══ DOCUMENT SECTION ══
Word of the move began circulating in homelessness advocacy circles on May 24, with the Stranger’s Ashley Nerbovig tweeting out the news the following day. Though the bill does not yet appear on the council’s introduction and referral calendar and the council has yet to publish an agenda for that meeting, City Council spokesperson Dana Robinson Slote confirmed it has been scheduled for a vote for June 6.
Advocates are already up in arms. The DSC, in the Twitter thread containing its thoughts on Davison’s motives, urged readers to attend an “emergency teach-in” on the topic, set for May 30, and suggested that citizens contact their councilmember to voice opposition to “bringing the War on Drugs to Seattle.”
Health care imperiled
Roughly 31,000 people in King County could be kicked off their health care June 1 after COVID-19 emergency measures came to an end earlier in May.
During the three years of pandemic emergency, the federally funded Medicaid program — known as Apple Health in Washington — suspended its periodic eligibility verification process, ensuring continued coverage to all enrollees even if they technically no longer qualified.
═══
_PARTS OF THE EXERCISE_.
1 – Translate this sentence from the news excerpt into Spanish: "Roughly 31,000 people in King County could be kicked off their health care June 1 after COVID-19 emergency measures came to an end earlier in May."
2 – Return the part of the news excerpt from "Word of the" to "for June 6.", word for word.
The listing that comes after the news excerpt has nothing to do with it.
══ RECORDED INFORMATION ══
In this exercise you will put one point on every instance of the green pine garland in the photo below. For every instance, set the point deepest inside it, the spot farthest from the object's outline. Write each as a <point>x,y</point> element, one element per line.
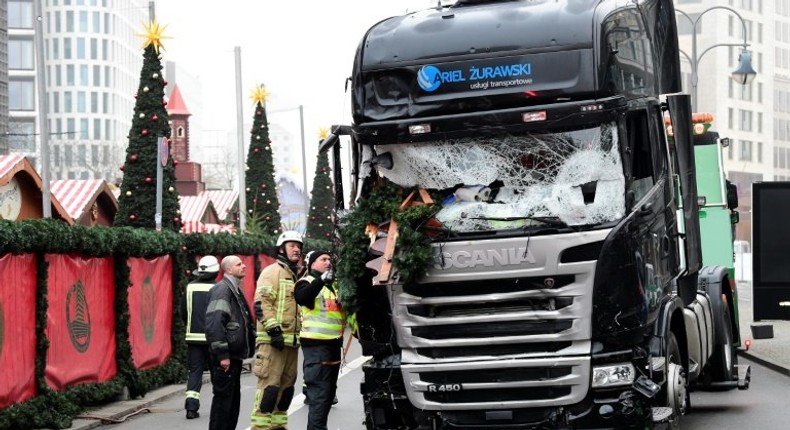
<point>413,247</point>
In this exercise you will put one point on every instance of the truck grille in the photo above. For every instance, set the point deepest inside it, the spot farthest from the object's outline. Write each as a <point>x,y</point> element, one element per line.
<point>457,324</point>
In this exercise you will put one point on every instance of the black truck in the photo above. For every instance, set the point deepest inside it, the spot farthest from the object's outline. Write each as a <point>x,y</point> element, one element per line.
<point>531,247</point>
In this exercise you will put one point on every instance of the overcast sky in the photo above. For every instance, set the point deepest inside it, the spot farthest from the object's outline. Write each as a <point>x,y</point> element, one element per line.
<point>301,50</point>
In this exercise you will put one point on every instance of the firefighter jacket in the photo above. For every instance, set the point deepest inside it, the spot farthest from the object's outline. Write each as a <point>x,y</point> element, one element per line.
<point>275,305</point>
<point>229,326</point>
<point>323,318</point>
<point>197,298</point>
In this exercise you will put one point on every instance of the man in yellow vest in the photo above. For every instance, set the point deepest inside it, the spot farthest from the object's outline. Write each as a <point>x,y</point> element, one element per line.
<point>323,323</point>
<point>277,339</point>
<point>194,312</point>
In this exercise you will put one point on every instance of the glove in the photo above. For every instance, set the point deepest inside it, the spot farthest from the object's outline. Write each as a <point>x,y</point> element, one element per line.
<point>278,341</point>
<point>328,276</point>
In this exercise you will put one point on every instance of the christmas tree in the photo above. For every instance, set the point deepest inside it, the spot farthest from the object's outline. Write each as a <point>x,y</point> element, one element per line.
<point>322,199</point>
<point>137,201</point>
<point>262,202</point>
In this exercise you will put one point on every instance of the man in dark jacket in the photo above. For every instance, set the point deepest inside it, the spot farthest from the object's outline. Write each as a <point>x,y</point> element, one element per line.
<point>231,336</point>
<point>195,305</point>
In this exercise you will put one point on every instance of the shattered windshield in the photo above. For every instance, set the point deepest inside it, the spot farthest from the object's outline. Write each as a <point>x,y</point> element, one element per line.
<point>494,183</point>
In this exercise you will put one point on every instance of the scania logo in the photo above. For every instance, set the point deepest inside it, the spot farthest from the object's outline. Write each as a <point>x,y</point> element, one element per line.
<point>78,318</point>
<point>148,309</point>
<point>487,258</point>
<point>429,78</point>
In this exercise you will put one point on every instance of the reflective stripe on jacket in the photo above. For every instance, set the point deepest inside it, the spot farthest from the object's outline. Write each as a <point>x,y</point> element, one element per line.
<point>197,297</point>
<point>326,320</point>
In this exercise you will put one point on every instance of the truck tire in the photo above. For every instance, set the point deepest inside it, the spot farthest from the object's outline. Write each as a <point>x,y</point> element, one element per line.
<point>724,359</point>
<point>677,393</point>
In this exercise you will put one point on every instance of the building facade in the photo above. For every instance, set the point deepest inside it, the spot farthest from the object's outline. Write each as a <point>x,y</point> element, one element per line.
<point>749,115</point>
<point>92,66</point>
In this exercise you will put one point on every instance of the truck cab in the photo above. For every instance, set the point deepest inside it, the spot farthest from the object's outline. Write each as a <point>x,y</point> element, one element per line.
<point>524,246</point>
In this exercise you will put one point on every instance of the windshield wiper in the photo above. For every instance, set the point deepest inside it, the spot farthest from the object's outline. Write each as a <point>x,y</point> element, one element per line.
<point>553,221</point>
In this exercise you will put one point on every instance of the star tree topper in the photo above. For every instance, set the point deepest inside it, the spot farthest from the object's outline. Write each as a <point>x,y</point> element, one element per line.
<point>154,33</point>
<point>259,95</point>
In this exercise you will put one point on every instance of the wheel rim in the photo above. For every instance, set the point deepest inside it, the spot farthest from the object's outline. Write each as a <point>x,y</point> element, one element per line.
<point>677,389</point>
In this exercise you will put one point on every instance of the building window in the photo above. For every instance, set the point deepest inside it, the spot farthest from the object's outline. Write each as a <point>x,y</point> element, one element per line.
<point>67,48</point>
<point>21,95</point>
<point>759,152</point>
<point>745,150</point>
<point>81,102</point>
<point>84,75</point>
<point>71,127</point>
<point>67,101</point>
<point>22,136</point>
<point>81,48</point>
<point>20,54</point>
<point>20,14</point>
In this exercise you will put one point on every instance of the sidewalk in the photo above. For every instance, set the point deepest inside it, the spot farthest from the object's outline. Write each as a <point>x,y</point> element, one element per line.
<point>773,353</point>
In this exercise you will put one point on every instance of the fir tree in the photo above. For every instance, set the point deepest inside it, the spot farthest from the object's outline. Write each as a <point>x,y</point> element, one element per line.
<point>322,199</point>
<point>137,201</point>
<point>262,202</point>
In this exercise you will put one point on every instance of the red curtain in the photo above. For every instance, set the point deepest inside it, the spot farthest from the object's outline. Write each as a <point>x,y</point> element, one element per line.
<point>17,328</point>
<point>150,310</point>
<point>80,320</point>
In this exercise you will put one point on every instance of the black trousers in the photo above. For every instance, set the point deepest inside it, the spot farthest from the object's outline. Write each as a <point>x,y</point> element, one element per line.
<point>198,357</point>
<point>321,367</point>
<point>227,395</point>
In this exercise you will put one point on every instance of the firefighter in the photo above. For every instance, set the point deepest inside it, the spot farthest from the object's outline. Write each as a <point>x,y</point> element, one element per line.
<point>277,340</point>
<point>195,304</point>
<point>323,324</point>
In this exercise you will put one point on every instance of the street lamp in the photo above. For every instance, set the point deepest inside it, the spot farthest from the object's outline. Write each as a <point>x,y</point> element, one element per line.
<point>743,75</point>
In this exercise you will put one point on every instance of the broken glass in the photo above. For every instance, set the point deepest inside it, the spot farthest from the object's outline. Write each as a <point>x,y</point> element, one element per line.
<point>506,182</point>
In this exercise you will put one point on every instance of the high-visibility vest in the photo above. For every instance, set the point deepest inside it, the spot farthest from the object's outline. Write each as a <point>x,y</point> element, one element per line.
<point>197,297</point>
<point>326,320</point>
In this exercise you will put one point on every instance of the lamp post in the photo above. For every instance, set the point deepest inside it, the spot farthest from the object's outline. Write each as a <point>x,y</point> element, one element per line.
<point>743,75</point>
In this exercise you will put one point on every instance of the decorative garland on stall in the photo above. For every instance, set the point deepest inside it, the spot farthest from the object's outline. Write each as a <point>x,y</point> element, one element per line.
<point>57,409</point>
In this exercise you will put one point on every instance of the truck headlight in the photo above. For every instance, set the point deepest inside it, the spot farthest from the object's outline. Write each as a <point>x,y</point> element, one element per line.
<point>613,375</point>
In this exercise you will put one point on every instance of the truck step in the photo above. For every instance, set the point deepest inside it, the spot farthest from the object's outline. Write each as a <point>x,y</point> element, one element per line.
<point>744,376</point>
<point>661,414</point>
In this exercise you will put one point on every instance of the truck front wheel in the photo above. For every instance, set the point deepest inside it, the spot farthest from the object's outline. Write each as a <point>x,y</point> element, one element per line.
<point>722,364</point>
<point>677,385</point>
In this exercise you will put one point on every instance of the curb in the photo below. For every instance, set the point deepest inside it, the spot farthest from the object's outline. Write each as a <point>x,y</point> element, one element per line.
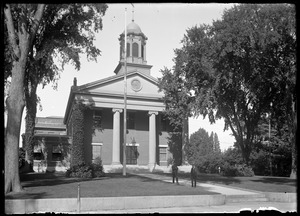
<point>26,206</point>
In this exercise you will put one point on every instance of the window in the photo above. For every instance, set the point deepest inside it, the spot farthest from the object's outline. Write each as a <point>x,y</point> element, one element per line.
<point>128,49</point>
<point>163,124</point>
<point>131,120</point>
<point>37,153</point>
<point>162,154</point>
<point>96,150</point>
<point>56,153</point>
<point>135,50</point>
<point>97,119</point>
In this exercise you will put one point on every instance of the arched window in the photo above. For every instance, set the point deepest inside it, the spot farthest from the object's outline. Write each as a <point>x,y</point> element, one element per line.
<point>135,50</point>
<point>128,49</point>
<point>142,51</point>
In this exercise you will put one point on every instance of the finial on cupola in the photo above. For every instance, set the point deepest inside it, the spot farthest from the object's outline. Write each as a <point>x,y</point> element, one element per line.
<point>132,12</point>
<point>75,82</point>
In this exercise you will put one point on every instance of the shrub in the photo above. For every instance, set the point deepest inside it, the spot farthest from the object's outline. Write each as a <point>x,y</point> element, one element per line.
<point>80,171</point>
<point>21,157</point>
<point>97,168</point>
<point>86,171</point>
<point>236,170</point>
<point>228,170</point>
<point>244,170</point>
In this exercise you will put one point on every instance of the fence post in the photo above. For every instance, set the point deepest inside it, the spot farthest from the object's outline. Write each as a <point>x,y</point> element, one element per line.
<point>78,199</point>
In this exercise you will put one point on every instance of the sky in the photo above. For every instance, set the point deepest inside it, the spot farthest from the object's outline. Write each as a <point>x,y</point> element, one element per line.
<point>164,24</point>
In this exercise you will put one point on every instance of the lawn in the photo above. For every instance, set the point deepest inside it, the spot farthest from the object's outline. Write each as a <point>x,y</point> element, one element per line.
<point>55,185</point>
<point>258,183</point>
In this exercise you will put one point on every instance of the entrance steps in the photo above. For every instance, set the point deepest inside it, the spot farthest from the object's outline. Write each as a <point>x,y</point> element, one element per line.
<point>236,198</point>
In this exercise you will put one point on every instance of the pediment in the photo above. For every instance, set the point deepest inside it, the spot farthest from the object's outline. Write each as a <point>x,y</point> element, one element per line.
<point>138,84</point>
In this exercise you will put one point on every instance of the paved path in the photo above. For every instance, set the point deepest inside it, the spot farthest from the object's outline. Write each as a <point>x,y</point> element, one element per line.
<point>209,187</point>
<point>227,208</point>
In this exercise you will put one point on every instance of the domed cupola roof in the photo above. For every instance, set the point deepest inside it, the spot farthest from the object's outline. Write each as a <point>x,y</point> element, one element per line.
<point>133,28</point>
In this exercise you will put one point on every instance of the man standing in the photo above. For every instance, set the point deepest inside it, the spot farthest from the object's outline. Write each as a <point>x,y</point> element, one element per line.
<point>175,172</point>
<point>194,176</point>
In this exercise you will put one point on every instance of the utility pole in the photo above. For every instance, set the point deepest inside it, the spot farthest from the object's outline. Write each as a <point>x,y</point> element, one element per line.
<point>270,143</point>
<point>125,96</point>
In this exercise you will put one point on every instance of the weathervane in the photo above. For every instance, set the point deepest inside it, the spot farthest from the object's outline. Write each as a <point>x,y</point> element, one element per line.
<point>132,12</point>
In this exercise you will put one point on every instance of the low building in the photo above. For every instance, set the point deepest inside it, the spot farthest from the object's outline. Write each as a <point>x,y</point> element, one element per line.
<point>51,151</point>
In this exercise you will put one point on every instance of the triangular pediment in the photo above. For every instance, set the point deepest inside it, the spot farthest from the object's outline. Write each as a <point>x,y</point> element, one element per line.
<point>138,84</point>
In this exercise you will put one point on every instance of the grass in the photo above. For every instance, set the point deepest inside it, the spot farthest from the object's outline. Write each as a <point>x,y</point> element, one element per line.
<point>56,185</point>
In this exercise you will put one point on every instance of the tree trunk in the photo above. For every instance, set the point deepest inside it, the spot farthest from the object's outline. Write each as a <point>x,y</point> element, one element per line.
<point>31,100</point>
<point>293,128</point>
<point>15,106</point>
<point>185,137</point>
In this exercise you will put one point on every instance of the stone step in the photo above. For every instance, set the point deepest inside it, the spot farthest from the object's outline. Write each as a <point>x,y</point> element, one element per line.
<point>246,198</point>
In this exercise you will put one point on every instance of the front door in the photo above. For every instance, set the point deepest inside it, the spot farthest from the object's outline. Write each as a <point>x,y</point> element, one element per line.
<point>131,155</point>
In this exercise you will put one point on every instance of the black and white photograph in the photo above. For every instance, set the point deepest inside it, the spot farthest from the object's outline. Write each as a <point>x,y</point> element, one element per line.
<point>126,108</point>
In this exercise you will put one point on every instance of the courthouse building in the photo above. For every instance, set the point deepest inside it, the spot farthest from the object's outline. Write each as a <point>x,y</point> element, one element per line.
<point>147,143</point>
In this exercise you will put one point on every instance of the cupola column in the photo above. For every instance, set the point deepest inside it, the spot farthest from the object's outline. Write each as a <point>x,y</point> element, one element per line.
<point>152,140</point>
<point>116,137</point>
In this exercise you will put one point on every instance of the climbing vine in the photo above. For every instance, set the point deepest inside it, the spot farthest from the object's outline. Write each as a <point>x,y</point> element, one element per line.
<point>77,148</point>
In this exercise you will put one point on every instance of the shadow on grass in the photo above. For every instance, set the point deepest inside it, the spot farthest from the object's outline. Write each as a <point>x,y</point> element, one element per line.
<point>52,179</point>
<point>286,181</point>
<point>26,195</point>
<point>206,178</point>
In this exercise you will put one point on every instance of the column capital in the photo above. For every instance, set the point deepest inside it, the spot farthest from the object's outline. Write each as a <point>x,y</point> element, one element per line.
<point>117,110</point>
<point>152,112</point>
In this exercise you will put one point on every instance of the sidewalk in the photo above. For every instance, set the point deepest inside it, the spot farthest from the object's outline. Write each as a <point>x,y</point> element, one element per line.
<point>209,187</point>
<point>227,199</point>
<point>227,208</point>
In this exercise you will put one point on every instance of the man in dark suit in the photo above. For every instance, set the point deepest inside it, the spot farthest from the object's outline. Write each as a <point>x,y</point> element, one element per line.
<point>175,172</point>
<point>194,176</point>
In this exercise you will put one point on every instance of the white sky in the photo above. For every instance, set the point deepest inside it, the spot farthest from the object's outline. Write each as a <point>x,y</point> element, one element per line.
<point>164,25</point>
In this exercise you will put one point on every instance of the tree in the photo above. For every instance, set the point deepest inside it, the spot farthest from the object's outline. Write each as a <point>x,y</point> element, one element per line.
<point>55,41</point>
<point>216,146</point>
<point>236,68</point>
<point>199,146</point>
<point>21,31</point>
<point>33,48</point>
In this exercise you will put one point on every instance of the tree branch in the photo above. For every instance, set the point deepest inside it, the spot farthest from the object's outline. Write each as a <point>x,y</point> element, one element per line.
<point>11,33</point>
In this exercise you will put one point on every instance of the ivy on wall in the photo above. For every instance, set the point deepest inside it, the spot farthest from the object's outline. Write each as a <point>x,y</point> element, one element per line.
<point>77,148</point>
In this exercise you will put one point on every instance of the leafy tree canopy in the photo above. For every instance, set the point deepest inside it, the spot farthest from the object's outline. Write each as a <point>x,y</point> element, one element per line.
<point>236,69</point>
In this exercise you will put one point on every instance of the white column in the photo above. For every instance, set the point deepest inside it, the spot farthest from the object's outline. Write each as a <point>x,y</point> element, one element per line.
<point>152,139</point>
<point>116,137</point>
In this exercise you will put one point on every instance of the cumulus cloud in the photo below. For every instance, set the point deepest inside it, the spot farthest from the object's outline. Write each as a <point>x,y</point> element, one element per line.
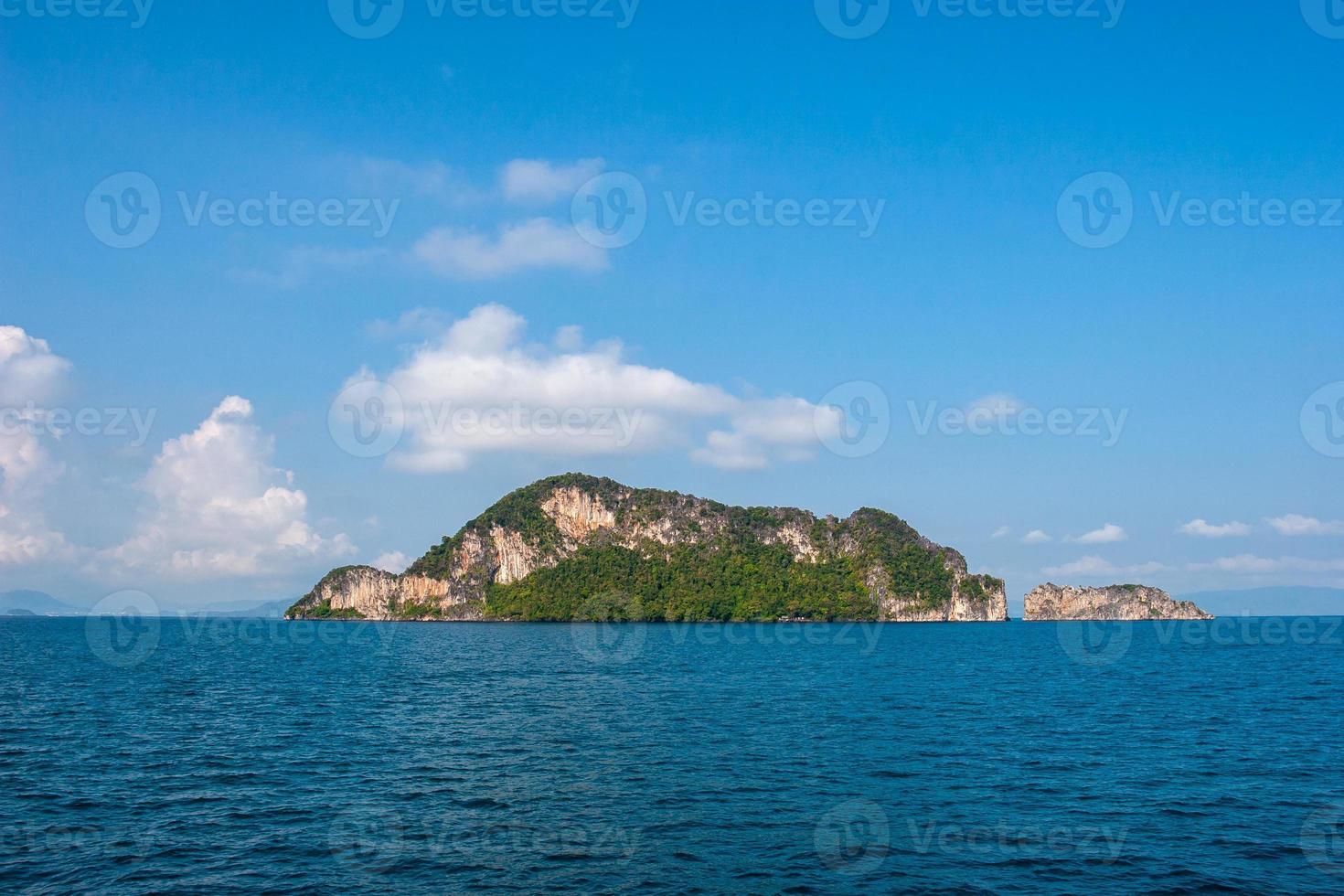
<point>1100,567</point>
<point>1206,529</point>
<point>1253,564</point>
<point>300,265</point>
<point>480,389</point>
<point>464,254</point>
<point>1296,524</point>
<point>542,180</point>
<point>219,509</point>
<point>1108,534</point>
<point>30,371</point>
<point>994,409</point>
<point>31,377</point>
═══
_RESULTS FOR THE EXERCISE_.
1 – Unas 31.000 personas en el condado de King podrían quedarse sin su cobertura médica el 1 de junio, después de que las medidas de emergencia por la COVID-19 terminaran a principios de mayo.

2 –
Word of the move began circulating in homelessness advocacy circles on May 24, with the Stranger’s Ashley Nerbovig tweeting out the news the following day. Though the bill does not yet appear on the council’s introduction and referral calendar and the council has yet to publish an agenda for that meeting, City Council spokesperson Dana Robinson Slote confirmed it has been scheduled for a vote for June 6.